> **AVAILABLE DATA**:
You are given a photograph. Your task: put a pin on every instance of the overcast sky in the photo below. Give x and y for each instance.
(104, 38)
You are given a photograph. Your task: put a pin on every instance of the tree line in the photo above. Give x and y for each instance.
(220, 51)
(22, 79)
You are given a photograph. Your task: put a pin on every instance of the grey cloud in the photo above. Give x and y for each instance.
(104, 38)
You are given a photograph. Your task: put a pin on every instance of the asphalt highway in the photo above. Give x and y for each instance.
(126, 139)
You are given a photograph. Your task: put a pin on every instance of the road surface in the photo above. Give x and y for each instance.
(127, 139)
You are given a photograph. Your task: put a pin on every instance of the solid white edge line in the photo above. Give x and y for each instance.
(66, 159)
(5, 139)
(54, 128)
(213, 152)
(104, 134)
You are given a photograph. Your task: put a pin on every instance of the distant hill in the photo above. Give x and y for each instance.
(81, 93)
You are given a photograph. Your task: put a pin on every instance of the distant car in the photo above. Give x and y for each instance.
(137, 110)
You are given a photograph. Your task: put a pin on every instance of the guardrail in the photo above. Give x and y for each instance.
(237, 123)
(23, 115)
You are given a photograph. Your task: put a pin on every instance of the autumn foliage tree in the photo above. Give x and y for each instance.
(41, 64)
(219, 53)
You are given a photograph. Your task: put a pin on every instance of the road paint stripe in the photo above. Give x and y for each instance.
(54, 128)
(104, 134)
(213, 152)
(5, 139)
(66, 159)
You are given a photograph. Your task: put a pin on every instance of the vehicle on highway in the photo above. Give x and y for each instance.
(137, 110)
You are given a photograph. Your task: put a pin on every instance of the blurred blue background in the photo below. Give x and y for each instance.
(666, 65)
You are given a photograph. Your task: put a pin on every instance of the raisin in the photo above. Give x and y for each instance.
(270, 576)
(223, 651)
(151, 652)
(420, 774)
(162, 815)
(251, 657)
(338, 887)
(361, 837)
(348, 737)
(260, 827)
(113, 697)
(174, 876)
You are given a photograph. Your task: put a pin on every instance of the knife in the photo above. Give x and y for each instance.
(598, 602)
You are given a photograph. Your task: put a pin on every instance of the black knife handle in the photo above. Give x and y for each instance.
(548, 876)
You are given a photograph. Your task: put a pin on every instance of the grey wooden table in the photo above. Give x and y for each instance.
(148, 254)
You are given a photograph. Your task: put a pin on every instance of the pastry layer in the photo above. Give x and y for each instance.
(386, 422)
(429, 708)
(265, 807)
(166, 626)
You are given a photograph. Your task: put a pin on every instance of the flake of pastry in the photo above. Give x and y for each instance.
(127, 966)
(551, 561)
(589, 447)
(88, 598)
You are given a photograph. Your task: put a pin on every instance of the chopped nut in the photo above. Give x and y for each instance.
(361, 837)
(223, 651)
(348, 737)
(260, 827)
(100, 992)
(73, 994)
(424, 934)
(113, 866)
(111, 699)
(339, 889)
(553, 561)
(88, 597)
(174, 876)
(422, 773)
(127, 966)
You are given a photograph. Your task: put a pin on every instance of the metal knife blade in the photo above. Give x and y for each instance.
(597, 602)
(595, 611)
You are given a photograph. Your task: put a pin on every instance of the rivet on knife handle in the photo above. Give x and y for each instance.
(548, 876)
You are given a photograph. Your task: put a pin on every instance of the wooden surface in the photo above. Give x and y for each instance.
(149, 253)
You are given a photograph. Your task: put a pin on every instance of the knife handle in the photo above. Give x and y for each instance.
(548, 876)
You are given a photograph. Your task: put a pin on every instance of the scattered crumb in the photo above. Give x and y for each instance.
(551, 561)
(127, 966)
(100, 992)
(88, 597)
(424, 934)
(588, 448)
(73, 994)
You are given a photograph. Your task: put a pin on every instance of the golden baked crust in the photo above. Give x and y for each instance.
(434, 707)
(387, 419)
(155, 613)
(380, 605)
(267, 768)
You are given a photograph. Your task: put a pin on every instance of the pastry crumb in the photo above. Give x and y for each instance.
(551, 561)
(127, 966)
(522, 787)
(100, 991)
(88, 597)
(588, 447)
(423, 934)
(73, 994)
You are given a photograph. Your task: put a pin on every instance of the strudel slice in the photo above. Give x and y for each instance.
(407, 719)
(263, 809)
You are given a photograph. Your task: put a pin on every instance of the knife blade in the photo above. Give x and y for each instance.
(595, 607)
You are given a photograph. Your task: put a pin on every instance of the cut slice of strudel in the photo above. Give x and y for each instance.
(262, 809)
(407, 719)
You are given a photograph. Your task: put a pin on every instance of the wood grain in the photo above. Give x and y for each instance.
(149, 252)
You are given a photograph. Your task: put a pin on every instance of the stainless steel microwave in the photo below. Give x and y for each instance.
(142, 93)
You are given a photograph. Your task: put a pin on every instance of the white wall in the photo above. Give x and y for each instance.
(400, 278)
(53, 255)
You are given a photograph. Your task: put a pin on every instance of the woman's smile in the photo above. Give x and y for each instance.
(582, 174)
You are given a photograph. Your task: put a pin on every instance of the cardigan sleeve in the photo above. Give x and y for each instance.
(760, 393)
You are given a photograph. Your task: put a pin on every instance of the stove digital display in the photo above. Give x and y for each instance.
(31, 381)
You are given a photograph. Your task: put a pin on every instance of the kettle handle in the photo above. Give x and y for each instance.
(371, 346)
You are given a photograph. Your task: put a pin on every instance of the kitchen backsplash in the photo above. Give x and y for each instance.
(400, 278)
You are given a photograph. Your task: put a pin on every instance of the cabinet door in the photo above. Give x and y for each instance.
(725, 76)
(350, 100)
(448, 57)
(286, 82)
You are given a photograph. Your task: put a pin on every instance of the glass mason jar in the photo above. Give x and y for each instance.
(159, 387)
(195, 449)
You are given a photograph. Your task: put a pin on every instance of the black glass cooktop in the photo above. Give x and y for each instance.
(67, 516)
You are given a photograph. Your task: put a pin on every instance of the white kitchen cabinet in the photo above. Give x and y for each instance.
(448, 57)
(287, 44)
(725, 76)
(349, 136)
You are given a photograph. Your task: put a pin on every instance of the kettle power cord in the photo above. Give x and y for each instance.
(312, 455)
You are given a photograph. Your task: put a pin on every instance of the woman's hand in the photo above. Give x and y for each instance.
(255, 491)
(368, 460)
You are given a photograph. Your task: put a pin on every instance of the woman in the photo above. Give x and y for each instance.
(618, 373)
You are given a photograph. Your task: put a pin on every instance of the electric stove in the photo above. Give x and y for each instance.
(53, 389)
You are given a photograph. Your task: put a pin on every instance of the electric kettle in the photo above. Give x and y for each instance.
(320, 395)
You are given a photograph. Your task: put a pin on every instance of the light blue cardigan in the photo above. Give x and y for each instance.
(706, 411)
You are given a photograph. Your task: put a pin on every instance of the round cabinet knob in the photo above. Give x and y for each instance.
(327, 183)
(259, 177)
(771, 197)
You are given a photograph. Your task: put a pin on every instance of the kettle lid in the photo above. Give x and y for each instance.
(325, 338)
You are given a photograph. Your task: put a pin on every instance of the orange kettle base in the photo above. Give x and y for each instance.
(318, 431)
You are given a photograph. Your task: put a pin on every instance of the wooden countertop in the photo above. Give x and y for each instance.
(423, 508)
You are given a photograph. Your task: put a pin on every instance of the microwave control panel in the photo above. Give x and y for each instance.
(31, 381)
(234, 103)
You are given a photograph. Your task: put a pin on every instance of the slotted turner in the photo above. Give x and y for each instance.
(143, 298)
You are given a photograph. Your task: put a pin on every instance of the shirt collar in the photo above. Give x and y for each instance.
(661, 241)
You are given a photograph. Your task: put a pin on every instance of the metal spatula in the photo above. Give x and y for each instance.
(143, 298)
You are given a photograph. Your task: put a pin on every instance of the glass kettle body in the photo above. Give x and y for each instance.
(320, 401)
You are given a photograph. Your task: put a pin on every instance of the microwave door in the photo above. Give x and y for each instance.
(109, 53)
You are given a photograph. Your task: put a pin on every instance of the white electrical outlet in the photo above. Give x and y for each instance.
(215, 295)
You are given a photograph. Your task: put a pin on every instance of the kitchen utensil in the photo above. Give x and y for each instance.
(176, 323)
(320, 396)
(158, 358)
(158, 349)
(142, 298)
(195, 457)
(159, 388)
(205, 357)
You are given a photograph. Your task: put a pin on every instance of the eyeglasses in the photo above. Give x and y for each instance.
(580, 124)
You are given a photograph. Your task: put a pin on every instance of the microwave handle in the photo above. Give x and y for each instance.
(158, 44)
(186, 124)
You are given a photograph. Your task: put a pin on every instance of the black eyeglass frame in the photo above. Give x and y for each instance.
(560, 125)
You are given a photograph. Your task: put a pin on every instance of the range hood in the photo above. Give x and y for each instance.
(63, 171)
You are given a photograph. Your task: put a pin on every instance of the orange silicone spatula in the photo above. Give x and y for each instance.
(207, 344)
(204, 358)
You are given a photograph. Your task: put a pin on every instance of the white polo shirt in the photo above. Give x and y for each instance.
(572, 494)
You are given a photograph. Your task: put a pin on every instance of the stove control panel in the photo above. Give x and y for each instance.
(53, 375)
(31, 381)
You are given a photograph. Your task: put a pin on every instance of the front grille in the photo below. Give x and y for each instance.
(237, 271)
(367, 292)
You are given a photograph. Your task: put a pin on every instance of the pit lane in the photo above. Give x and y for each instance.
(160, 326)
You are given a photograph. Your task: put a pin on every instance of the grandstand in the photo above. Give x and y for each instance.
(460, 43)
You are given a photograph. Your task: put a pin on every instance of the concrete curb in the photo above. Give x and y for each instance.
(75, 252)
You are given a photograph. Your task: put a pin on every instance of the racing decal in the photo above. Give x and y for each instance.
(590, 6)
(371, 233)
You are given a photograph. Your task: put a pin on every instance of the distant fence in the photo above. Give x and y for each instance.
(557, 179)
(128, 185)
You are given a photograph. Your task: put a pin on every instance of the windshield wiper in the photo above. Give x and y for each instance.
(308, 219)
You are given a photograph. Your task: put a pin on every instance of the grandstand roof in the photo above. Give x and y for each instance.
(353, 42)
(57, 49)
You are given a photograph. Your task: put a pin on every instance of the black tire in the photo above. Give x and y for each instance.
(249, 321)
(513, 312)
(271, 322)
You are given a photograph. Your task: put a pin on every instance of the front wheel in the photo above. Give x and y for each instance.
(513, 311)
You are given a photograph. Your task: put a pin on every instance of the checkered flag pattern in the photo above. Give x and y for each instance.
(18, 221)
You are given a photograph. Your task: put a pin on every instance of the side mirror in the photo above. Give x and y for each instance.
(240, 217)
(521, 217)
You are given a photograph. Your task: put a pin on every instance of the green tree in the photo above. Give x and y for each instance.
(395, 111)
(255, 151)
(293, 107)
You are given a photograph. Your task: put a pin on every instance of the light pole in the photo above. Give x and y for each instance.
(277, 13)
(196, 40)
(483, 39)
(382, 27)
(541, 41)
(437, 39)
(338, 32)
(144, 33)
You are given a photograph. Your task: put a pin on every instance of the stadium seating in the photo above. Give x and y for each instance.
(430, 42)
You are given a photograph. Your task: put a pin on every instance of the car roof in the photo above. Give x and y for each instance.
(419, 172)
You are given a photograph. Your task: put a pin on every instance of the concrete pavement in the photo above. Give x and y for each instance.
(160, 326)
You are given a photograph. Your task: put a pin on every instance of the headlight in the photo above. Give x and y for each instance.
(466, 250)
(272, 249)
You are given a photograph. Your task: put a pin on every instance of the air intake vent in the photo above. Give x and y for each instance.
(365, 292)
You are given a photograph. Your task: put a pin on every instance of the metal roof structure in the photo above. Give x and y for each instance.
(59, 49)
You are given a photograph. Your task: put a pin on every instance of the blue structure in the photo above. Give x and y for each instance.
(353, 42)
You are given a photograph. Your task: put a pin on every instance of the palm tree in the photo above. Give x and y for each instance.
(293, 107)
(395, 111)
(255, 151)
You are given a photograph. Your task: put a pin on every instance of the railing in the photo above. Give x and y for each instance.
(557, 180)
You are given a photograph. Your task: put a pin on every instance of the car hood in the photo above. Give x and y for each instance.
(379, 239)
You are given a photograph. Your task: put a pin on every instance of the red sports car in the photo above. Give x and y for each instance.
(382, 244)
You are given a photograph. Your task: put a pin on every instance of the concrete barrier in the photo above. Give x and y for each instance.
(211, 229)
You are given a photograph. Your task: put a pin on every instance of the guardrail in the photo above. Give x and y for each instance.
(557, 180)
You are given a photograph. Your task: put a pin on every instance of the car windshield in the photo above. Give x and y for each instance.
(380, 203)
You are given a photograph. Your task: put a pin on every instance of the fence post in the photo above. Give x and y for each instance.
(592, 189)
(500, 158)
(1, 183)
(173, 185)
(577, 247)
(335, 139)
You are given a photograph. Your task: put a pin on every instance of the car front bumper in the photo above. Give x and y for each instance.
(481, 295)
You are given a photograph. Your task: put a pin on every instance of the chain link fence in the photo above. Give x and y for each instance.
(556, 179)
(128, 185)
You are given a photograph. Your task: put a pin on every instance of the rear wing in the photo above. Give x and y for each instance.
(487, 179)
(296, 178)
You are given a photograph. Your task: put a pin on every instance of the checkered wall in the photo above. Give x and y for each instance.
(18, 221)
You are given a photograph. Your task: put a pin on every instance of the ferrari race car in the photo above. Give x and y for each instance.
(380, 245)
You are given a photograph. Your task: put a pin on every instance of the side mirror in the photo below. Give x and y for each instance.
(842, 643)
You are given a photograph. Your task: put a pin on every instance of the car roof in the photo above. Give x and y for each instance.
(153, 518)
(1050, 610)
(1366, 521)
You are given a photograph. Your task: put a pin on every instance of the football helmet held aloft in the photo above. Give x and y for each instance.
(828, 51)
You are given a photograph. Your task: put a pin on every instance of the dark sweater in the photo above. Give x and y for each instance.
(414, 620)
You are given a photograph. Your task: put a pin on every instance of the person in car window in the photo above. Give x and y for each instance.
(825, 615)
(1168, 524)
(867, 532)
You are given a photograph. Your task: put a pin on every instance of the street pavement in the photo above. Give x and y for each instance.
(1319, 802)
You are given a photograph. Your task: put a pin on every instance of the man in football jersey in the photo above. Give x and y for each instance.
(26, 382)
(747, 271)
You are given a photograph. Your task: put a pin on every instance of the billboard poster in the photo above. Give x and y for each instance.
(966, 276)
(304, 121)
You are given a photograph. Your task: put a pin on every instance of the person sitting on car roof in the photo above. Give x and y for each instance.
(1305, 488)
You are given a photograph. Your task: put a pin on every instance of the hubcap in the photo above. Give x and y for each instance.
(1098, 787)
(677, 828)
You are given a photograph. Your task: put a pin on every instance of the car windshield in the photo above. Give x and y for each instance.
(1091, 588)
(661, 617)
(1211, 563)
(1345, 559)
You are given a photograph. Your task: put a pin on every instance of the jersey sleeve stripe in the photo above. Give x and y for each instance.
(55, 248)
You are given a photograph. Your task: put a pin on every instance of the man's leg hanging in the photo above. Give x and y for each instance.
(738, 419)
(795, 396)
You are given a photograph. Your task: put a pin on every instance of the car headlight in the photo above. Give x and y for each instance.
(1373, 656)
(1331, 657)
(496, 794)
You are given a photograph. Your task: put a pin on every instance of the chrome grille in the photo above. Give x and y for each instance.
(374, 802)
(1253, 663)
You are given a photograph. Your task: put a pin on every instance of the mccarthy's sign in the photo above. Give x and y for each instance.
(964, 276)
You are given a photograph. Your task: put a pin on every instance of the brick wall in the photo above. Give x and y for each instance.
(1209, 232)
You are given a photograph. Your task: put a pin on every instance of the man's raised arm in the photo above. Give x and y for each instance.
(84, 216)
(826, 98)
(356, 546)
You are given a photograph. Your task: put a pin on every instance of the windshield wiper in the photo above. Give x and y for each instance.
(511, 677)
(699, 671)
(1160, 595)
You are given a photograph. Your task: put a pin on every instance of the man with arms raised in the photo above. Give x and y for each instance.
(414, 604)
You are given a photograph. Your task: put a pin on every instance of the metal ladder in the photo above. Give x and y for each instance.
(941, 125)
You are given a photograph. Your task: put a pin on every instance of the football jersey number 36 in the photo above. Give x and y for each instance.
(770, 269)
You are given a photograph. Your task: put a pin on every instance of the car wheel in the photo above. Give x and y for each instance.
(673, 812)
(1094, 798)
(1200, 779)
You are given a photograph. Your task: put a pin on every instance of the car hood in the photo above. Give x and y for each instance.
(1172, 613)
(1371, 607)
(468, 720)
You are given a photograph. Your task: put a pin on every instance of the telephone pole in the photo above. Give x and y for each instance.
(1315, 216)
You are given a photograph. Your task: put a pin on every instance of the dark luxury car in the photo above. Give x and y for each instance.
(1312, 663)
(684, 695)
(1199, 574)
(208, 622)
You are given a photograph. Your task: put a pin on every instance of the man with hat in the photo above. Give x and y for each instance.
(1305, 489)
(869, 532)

> **TASK TO CARRY OUT**: Every line from the one containing "of the chrome" through the last line must be copied exactly; leave out the rest.

> **SOLUTION TO THE PROBLEM**:
You are given a photograph. Your task: put a pin on every instance of the chrome grille in the photo above. Give x and y for each instance.
(374, 802)
(1253, 663)
You are given a photograph. Your task: put a pin on every instance of the mccarthy's sign in the photo above. Give x and y for each instance.
(964, 276)
You are given a photograph. Your task: put a pin on every instance of the brick wall in the photo above. Give x and y for each instance.
(1209, 232)
You are given a photograph. Your task: put a pin on every instance of the man's raised arm in the photo above. Give x and y for each instance.
(84, 216)
(826, 98)
(356, 546)
You are given a photograph. Your task: put a pin on every instance of the windshield wiper in the photo above. Give x and y for each instance.
(511, 677)
(699, 671)
(1160, 595)
You are given a photograph. Your task: put a pin on every instance of the man with arms raised in the photo above. Give x and y for each instance.
(414, 604)
You are given a photograph. Your task: put a pin on every instance of the metal ladder in the photo above. Give x and y for each instance.
(941, 125)
You are given a photograph. Your task: put a pin on every instance of the football jersey number 36 in the photo above. Give x and y for each instance.
(770, 269)
You are given a photograph. Your task: put a pin on every instance of the car wheel in the photo above. Give x and y for each instance.
(673, 812)
(1094, 798)
(1200, 779)
You are given a photograph. Your task: put a pin on every instance of the car hood in the photo above. Give x and y for each instance.
(1172, 613)
(1371, 607)
(468, 720)
You are given a photograph. Your task: put a pin on every instance of the telephone pole in the photo above. Give x and y for each instance.
(1315, 216)
You are given a photograph. Your task: put a pin on every instance of the dark luxury car in the photo above. Give x and y for each instance.
(1312, 663)
(684, 695)
(1199, 574)
(208, 622)
You are given a photograph. Your task: put a pin on every instance of the man with hat in the photo above. Give x and y for each instance.
(1305, 489)
(869, 532)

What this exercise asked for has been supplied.